--- START ---

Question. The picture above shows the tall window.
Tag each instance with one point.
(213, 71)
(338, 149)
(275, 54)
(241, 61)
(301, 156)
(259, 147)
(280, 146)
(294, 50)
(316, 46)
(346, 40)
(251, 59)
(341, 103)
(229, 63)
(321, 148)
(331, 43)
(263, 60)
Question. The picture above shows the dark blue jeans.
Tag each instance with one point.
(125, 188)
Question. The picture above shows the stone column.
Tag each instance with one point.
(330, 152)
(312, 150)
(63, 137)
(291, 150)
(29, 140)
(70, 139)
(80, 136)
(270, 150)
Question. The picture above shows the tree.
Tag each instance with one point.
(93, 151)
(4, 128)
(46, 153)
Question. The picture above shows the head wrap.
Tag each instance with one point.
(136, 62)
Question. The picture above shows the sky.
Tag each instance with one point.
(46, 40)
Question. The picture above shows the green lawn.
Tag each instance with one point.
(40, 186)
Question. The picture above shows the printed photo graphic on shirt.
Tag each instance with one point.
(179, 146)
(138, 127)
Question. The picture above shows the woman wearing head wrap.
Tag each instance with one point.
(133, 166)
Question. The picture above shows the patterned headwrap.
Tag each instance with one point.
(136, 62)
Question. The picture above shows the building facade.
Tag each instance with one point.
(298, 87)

--- END ---

▸ **Task objective**
Copy out each line of the data in which the word "above" appears.

▸ **Written response**
Question. The picture above shows the tall window.
Question. The picture above shows the dark blue jeans.
Question. The picture above shows the stone column.
Question. The picture above shows the tree.
Question. The picture above shows the head wrap.
Question. The picture above shows the sky.
Question. The picture above shows the green lawn.
Question. The picture above shows the printed photo graphic on shirt.
Question. The picture above shows the woman wearing head wrap.
Question. The picture above shows the patterned headwrap.
Question. The picture above shows the building facade.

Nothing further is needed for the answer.